**Exercise details**
Please restate word for word the line holding "[mark] jacket sleeve" and every following line through the end of the entries.

* * * * *

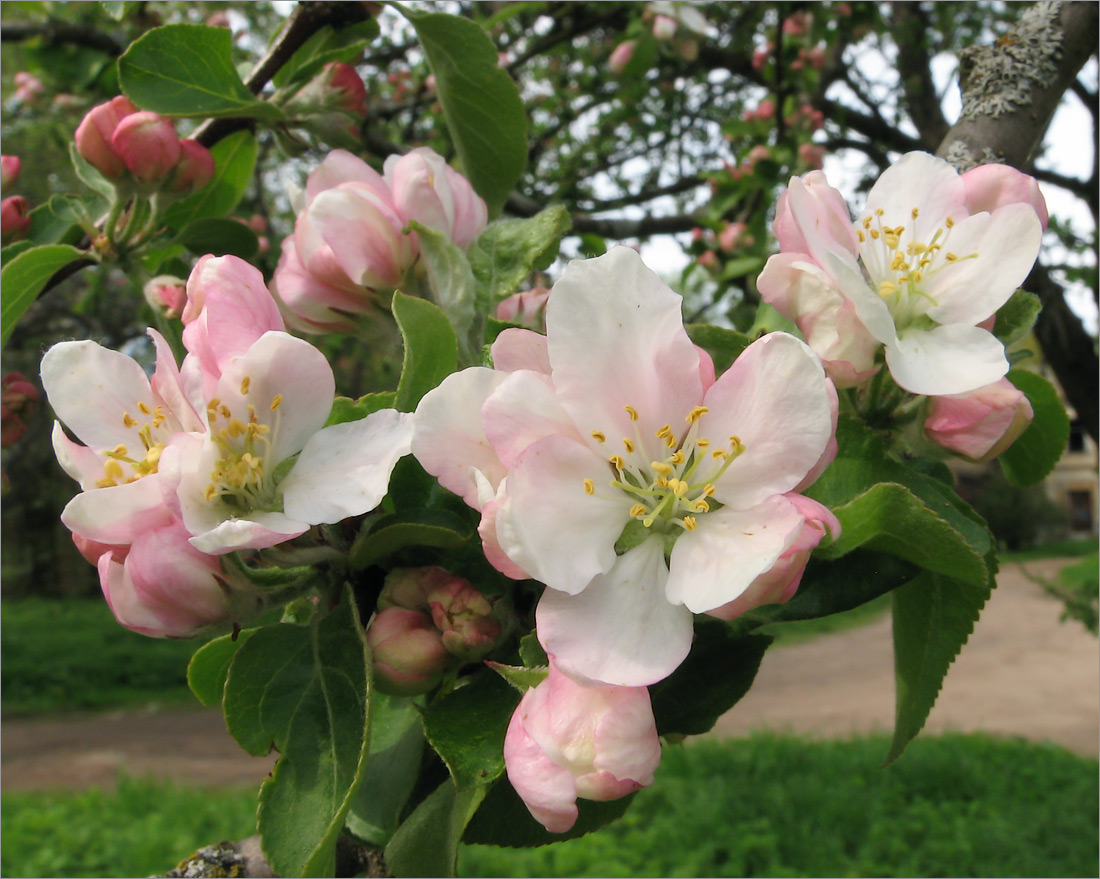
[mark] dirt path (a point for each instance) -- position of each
(1022, 673)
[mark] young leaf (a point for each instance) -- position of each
(427, 844)
(716, 673)
(187, 69)
(305, 691)
(466, 728)
(431, 349)
(481, 103)
(24, 276)
(234, 160)
(933, 617)
(508, 251)
(1035, 451)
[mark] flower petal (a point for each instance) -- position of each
(344, 469)
(622, 629)
(716, 562)
(946, 360)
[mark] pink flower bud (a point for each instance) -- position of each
(620, 57)
(194, 171)
(9, 169)
(664, 28)
(409, 657)
(981, 424)
(14, 219)
(567, 740)
(166, 294)
(147, 144)
(779, 584)
(95, 132)
(989, 187)
(430, 191)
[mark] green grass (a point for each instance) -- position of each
(768, 805)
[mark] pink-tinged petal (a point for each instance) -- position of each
(516, 349)
(520, 410)
(622, 628)
(777, 400)
(946, 360)
(1005, 242)
(716, 562)
(90, 387)
(550, 526)
(548, 790)
(343, 470)
(917, 180)
(616, 339)
(449, 440)
(118, 514)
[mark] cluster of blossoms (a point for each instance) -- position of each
(349, 242)
(227, 452)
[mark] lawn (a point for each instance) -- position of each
(768, 805)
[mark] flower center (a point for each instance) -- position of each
(669, 494)
(899, 268)
(244, 475)
(153, 428)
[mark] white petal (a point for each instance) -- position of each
(946, 360)
(728, 550)
(548, 524)
(616, 338)
(344, 469)
(777, 400)
(622, 629)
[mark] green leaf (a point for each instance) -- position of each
(503, 820)
(327, 45)
(392, 769)
(209, 666)
(466, 728)
(427, 844)
(508, 251)
(716, 673)
(1034, 452)
(187, 69)
(305, 691)
(1016, 317)
(24, 276)
(348, 409)
(450, 279)
(418, 528)
(722, 344)
(933, 617)
(890, 518)
(482, 106)
(431, 349)
(234, 161)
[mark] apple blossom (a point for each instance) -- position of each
(923, 273)
(608, 463)
(981, 424)
(565, 742)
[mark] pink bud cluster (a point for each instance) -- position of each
(350, 241)
(428, 623)
(127, 145)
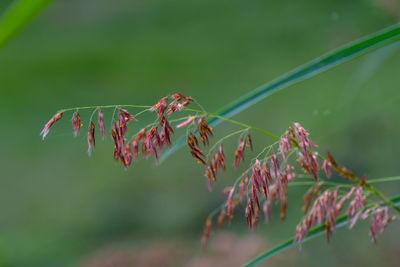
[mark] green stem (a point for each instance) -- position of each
(313, 233)
(236, 122)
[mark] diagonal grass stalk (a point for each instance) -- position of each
(313, 233)
(343, 54)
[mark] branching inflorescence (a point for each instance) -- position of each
(266, 180)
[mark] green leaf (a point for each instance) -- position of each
(17, 16)
(316, 66)
(313, 233)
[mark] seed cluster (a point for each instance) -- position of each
(262, 185)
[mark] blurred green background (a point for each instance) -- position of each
(58, 207)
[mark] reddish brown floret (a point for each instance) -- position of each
(50, 123)
(91, 140)
(176, 105)
(76, 123)
(222, 219)
(206, 233)
(196, 152)
(230, 205)
(239, 153)
(187, 122)
(327, 168)
(135, 144)
(101, 124)
(126, 116)
(250, 142)
(379, 222)
(161, 106)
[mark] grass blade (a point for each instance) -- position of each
(313, 233)
(314, 67)
(17, 16)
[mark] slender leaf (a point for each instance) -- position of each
(316, 66)
(17, 16)
(313, 233)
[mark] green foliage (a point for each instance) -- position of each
(19, 14)
(316, 66)
(315, 232)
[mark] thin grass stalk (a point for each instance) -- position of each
(313, 233)
(334, 58)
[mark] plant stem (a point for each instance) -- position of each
(313, 233)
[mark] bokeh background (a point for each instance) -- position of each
(59, 207)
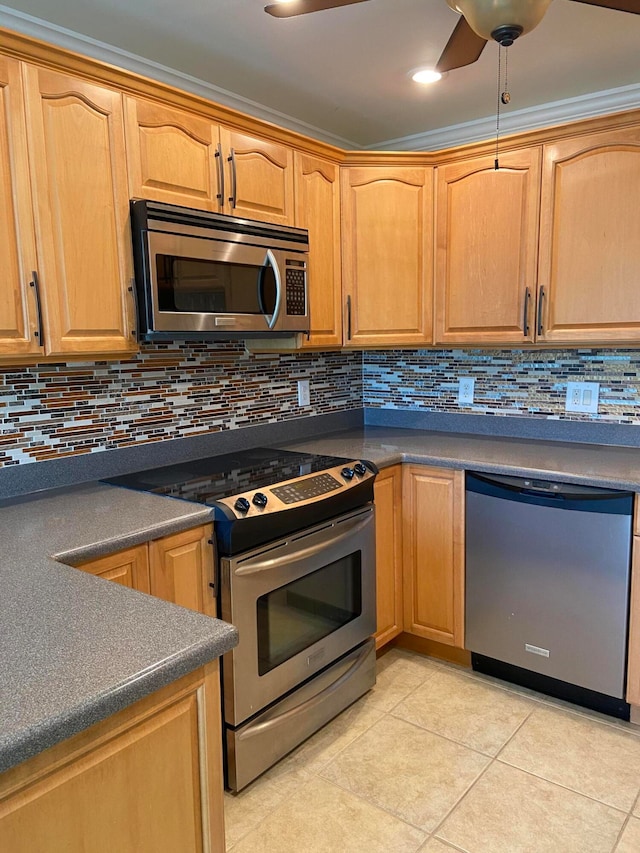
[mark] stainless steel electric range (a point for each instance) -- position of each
(295, 542)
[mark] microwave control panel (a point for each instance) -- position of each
(295, 290)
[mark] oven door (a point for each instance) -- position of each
(299, 603)
(200, 285)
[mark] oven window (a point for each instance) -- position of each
(214, 287)
(297, 615)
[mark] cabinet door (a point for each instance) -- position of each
(259, 177)
(486, 249)
(19, 331)
(318, 209)
(590, 238)
(387, 254)
(172, 156)
(433, 510)
(146, 780)
(388, 502)
(181, 569)
(78, 177)
(128, 568)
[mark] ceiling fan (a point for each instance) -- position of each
(502, 20)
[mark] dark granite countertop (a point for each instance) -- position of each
(587, 464)
(75, 648)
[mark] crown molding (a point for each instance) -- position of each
(531, 118)
(37, 28)
(519, 121)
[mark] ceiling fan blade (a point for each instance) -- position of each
(632, 6)
(463, 48)
(302, 7)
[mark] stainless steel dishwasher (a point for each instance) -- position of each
(547, 586)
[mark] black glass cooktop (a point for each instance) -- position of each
(207, 480)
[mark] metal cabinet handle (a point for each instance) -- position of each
(220, 166)
(540, 300)
(36, 286)
(232, 159)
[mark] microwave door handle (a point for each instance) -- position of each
(271, 261)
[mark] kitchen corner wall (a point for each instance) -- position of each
(179, 390)
(168, 391)
(520, 383)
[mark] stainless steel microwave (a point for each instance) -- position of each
(202, 275)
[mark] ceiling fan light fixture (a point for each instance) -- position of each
(425, 75)
(502, 20)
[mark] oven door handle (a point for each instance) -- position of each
(261, 562)
(308, 705)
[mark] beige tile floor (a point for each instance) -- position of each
(437, 759)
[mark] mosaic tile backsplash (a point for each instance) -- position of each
(517, 383)
(168, 391)
(179, 390)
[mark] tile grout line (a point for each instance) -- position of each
(492, 761)
(379, 808)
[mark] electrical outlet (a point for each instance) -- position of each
(582, 397)
(465, 389)
(304, 397)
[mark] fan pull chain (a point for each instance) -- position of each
(503, 97)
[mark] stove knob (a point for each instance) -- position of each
(242, 505)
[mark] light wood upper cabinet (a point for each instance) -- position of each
(388, 503)
(433, 543)
(181, 158)
(81, 205)
(317, 189)
(181, 569)
(259, 177)
(590, 238)
(486, 249)
(171, 156)
(19, 330)
(387, 254)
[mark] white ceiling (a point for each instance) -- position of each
(341, 74)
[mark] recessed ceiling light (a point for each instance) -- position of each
(425, 75)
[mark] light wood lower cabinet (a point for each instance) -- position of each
(177, 568)
(146, 780)
(433, 546)
(388, 502)
(181, 569)
(128, 568)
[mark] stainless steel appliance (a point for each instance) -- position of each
(201, 275)
(295, 538)
(547, 586)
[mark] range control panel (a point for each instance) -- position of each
(304, 489)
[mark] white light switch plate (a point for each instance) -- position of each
(465, 389)
(582, 397)
(304, 398)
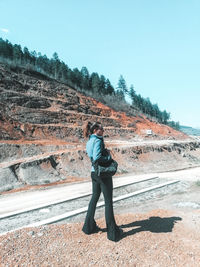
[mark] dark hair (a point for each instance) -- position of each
(90, 127)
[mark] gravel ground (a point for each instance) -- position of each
(157, 238)
(162, 231)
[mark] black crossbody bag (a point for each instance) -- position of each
(107, 169)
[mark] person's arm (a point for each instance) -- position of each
(97, 153)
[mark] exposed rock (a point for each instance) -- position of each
(8, 179)
(39, 172)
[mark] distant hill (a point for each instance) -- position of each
(36, 107)
(189, 130)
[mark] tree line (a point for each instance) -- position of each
(82, 80)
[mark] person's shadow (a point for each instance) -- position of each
(153, 224)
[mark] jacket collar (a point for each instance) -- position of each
(96, 136)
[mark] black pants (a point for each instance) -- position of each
(104, 185)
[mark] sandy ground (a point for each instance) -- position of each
(162, 232)
(155, 234)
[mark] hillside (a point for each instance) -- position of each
(35, 107)
(190, 131)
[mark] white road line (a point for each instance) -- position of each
(35, 207)
(84, 209)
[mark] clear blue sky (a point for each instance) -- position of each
(154, 44)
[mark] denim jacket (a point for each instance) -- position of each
(94, 148)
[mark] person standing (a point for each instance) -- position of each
(95, 149)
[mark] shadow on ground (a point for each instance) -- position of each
(153, 224)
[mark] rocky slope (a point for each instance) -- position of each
(35, 107)
(41, 137)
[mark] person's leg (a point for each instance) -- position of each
(90, 224)
(113, 231)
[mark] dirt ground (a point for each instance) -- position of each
(163, 232)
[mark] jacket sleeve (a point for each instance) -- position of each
(97, 153)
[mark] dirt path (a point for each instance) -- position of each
(156, 233)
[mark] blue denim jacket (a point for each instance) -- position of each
(95, 147)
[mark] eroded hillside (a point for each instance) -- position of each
(35, 107)
(41, 134)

* * * * *

**Task response**
[mark] jacket sleeve (a point for each instance) -- position of each
(97, 153)
[mark] dirt path (a point for each instance) -- position of each
(156, 233)
[mark] blue denim jacket (a point for each instance) -- position of each
(95, 147)
[mark] eroded hillside (a point for each instance) -- position of each
(35, 107)
(41, 134)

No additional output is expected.